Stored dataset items
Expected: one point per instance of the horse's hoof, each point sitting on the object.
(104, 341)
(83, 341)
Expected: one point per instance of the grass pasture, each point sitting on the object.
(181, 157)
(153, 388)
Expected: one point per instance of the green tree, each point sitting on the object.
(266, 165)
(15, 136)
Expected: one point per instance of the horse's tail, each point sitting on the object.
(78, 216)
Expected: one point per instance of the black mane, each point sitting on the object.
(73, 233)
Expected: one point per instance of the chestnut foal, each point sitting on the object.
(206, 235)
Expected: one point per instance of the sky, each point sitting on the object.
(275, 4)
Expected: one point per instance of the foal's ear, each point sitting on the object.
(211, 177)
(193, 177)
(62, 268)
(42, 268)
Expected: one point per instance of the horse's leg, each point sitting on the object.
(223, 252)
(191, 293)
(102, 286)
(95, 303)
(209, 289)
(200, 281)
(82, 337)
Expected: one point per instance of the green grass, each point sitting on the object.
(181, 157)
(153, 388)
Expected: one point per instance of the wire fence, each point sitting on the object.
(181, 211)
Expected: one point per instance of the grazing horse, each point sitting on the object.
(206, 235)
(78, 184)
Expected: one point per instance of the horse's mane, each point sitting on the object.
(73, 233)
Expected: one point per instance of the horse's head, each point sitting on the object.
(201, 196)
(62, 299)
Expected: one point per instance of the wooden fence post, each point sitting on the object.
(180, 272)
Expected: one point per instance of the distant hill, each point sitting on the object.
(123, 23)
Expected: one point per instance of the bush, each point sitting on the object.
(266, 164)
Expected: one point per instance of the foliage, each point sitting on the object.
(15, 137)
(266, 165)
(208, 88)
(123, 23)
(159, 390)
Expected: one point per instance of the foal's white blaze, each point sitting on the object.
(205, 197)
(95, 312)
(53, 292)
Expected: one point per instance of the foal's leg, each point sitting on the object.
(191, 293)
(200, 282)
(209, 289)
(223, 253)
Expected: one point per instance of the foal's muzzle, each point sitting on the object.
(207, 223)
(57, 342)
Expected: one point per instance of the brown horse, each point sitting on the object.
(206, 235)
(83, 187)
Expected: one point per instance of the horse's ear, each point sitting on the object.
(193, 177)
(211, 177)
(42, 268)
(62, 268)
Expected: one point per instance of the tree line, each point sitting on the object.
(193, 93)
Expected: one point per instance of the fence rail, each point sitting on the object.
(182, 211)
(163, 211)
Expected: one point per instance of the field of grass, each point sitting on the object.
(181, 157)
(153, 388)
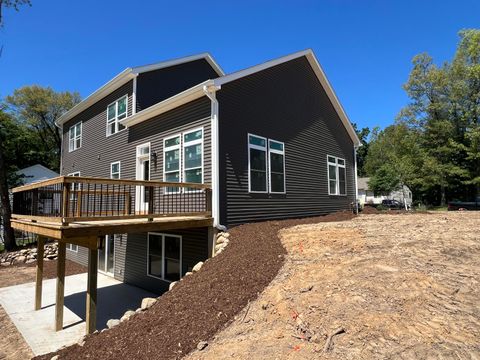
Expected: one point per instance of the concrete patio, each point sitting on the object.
(37, 327)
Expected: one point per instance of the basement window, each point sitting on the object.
(337, 177)
(164, 254)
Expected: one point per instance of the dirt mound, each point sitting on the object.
(201, 304)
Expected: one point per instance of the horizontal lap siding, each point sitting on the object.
(194, 249)
(288, 104)
(98, 151)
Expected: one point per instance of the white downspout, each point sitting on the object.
(210, 91)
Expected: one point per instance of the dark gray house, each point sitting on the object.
(272, 141)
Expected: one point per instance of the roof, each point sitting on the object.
(362, 183)
(198, 91)
(127, 75)
(36, 173)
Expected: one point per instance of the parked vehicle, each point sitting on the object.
(393, 204)
(465, 205)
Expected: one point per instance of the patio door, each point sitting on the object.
(142, 173)
(106, 255)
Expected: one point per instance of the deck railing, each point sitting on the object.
(71, 199)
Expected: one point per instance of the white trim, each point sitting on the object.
(116, 120)
(127, 75)
(163, 255)
(275, 151)
(337, 175)
(119, 169)
(173, 102)
(257, 147)
(178, 61)
(75, 136)
(190, 143)
(318, 71)
(140, 205)
(134, 97)
(170, 148)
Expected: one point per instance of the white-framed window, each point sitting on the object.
(193, 156)
(72, 247)
(75, 137)
(171, 160)
(164, 256)
(257, 164)
(337, 176)
(276, 166)
(116, 111)
(115, 170)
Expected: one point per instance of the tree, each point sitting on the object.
(12, 4)
(362, 151)
(37, 108)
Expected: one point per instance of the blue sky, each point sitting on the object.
(365, 47)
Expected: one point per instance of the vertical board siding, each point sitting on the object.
(158, 85)
(98, 152)
(194, 249)
(285, 103)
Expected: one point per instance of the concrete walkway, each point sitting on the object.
(37, 327)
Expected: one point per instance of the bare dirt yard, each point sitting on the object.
(12, 344)
(376, 287)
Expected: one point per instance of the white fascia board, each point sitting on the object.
(165, 64)
(184, 97)
(320, 75)
(119, 80)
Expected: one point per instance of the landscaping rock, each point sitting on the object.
(197, 267)
(202, 345)
(128, 314)
(112, 323)
(147, 302)
(172, 285)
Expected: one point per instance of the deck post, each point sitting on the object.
(212, 239)
(62, 246)
(91, 305)
(39, 277)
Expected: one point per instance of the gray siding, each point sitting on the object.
(194, 249)
(288, 104)
(98, 152)
(158, 85)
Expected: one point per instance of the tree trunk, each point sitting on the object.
(5, 208)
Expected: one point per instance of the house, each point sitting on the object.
(366, 196)
(268, 142)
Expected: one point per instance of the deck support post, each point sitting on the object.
(91, 305)
(212, 239)
(39, 277)
(62, 246)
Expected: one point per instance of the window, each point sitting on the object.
(72, 247)
(115, 170)
(116, 112)
(257, 163)
(164, 256)
(276, 155)
(75, 137)
(337, 178)
(171, 161)
(193, 156)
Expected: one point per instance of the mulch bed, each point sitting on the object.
(203, 303)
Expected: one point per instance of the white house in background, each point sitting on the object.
(36, 173)
(366, 196)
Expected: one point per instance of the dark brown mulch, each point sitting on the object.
(24, 273)
(201, 304)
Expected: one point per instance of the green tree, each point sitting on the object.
(37, 108)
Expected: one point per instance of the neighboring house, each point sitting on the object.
(272, 141)
(30, 175)
(366, 196)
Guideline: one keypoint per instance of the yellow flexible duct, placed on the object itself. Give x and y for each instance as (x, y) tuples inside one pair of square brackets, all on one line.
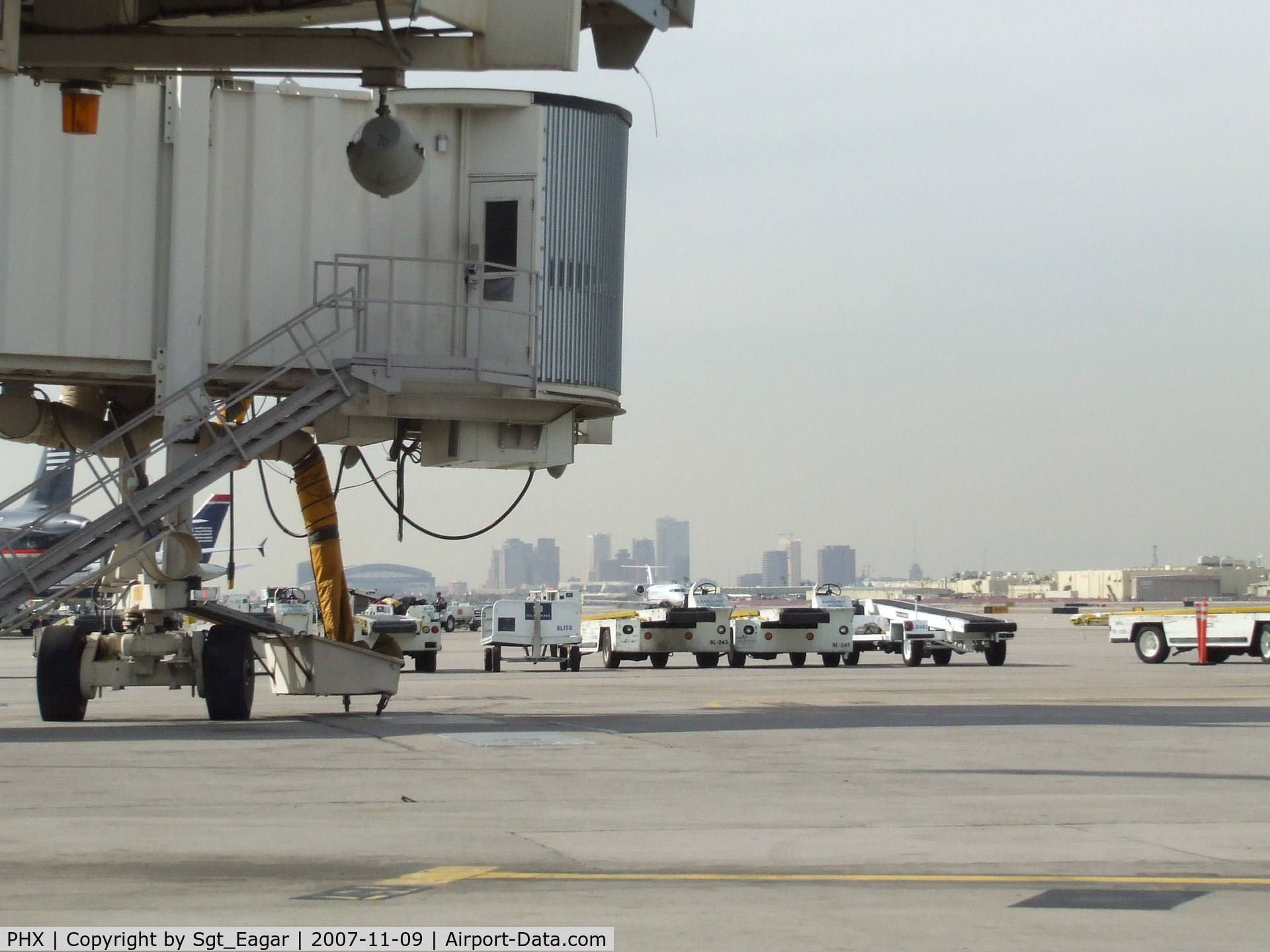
[(318, 507)]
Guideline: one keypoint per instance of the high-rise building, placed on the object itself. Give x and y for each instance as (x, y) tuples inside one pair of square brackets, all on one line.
[(512, 565), (672, 551), (836, 565), (546, 564), (777, 568), (795, 550), (601, 546), (643, 553)]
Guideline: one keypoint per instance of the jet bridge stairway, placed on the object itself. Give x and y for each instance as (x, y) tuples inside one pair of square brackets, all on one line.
[(138, 516)]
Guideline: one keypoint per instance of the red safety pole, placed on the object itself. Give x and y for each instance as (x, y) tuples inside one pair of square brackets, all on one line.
[(1202, 629)]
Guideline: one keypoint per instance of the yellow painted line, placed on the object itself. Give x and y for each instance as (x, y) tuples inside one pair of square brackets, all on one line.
[(443, 875), (880, 877), (439, 876)]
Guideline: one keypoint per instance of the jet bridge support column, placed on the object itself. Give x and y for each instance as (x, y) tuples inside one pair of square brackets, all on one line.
[(182, 281)]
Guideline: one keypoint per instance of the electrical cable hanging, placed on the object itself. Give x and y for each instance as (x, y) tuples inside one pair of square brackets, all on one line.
[(413, 524), (390, 38), (269, 503)]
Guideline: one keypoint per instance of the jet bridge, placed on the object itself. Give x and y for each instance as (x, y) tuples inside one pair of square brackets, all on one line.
[(158, 253)]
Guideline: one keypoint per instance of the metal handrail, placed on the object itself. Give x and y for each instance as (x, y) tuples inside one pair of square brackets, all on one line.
[(205, 411), (378, 278)]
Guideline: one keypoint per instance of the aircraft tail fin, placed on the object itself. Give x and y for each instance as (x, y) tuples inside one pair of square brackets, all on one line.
[(55, 494), (208, 520)]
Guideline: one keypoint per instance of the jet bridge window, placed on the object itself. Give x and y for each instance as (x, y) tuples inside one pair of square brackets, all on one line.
[(501, 241)]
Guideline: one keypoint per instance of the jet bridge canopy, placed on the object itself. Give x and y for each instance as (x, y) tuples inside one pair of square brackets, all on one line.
[(111, 40)]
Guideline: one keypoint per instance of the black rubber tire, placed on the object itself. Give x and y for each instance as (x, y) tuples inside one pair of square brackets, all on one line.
[(607, 655), (62, 647), (229, 673), (1151, 645)]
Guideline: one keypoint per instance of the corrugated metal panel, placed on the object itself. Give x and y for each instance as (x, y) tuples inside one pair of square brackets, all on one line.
[(585, 248), (79, 212)]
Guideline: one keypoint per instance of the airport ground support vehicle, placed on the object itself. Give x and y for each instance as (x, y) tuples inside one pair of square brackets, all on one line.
[(913, 630), (1156, 635), (700, 629), (418, 636), (824, 629), (544, 627)]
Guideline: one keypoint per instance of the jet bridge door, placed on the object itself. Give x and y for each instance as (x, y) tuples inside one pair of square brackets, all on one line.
[(502, 288)]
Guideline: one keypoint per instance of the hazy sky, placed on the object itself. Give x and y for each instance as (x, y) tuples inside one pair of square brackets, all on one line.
[(997, 270)]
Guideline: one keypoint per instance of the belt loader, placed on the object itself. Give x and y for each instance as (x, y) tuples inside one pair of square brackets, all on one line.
[(656, 634), (825, 629), (545, 627), (913, 631)]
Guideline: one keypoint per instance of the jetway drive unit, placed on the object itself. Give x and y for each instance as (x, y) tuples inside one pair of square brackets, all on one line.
[(483, 306)]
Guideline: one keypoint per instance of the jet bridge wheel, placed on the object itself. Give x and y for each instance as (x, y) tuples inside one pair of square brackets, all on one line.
[(229, 673), (1151, 645), (62, 647)]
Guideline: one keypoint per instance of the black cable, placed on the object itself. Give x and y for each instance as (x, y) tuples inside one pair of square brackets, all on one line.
[(412, 524), (270, 506), (339, 477)]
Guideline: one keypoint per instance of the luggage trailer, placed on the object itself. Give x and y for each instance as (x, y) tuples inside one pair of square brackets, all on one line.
[(913, 631), (546, 627), (1156, 635)]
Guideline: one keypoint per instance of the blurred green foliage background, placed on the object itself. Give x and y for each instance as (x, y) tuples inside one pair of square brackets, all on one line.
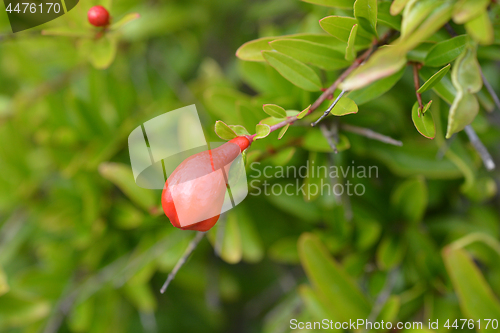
[(82, 249)]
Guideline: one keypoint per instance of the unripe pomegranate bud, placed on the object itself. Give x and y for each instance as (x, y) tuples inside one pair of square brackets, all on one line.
[(194, 193), (98, 16)]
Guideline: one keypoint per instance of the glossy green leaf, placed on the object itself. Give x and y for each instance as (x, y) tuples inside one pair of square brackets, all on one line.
[(344, 106), (429, 84), (350, 51), (414, 14), (261, 131), (274, 110), (340, 27), (239, 130), (223, 131), (481, 29), (375, 89), (424, 123), (410, 199), (121, 175), (477, 300), (4, 286), (445, 52), (343, 4), (381, 64), (293, 70), (390, 252), (466, 74), (252, 50), (385, 17), (315, 54), (283, 131), (464, 109), (431, 24), (328, 278), (443, 88), (67, 32), (365, 11), (466, 10), (397, 6), (124, 20)]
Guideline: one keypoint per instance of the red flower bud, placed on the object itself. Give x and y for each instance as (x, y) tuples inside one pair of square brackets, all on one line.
[(198, 187), (98, 16)]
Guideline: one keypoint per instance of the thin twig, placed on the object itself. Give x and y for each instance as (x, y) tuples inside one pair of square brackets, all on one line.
[(330, 108), (480, 148), (371, 134), (331, 90), (329, 135), (417, 86), (192, 245), (491, 90), (383, 296)]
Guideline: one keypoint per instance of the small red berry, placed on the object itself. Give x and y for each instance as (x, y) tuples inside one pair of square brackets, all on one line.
[(98, 16)]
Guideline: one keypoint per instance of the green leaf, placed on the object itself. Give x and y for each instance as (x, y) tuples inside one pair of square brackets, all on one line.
[(424, 123), (390, 252), (434, 79), (381, 64), (315, 141), (303, 113), (293, 70), (121, 175), (414, 14), (481, 29), (466, 10), (445, 52), (375, 89), (251, 51), (464, 109), (466, 74), (477, 300), (283, 131), (365, 11), (262, 130), (344, 106), (342, 4), (103, 51), (350, 51), (397, 6), (274, 110), (340, 27), (432, 23), (315, 54), (385, 17), (223, 131), (4, 286), (443, 88), (239, 130), (126, 19), (330, 280), (410, 199)]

» Problem requirements: All lines from the one containing "Guideline: one keypoint per instance of the small" through the end of the data, and no others, are to be given again word for word.

» Answer space:
Guideline: one keypoint per instance of the small red berry, placed on the object itself. Give x and y for each instance as (x, y) tuples inside one pair of square brackets, all on one line.
[(98, 16)]
Guideline: one keypoint per instance of the green leaf, placed on the object itself. Give x and y for each instance as (x, y) tuples inside one pair of square brackets, all on one line.
[(424, 123), (390, 252), (434, 79), (381, 64), (315, 141), (303, 113), (293, 70), (121, 175), (414, 14), (481, 29), (466, 10), (445, 52), (375, 89), (251, 51), (464, 109), (466, 74), (477, 300), (283, 131), (365, 11), (262, 130), (344, 106), (342, 4), (103, 51), (350, 51), (397, 6), (274, 110), (340, 27), (432, 23), (315, 54), (385, 17), (223, 131), (4, 286), (443, 88), (239, 130), (126, 19), (330, 280), (410, 199)]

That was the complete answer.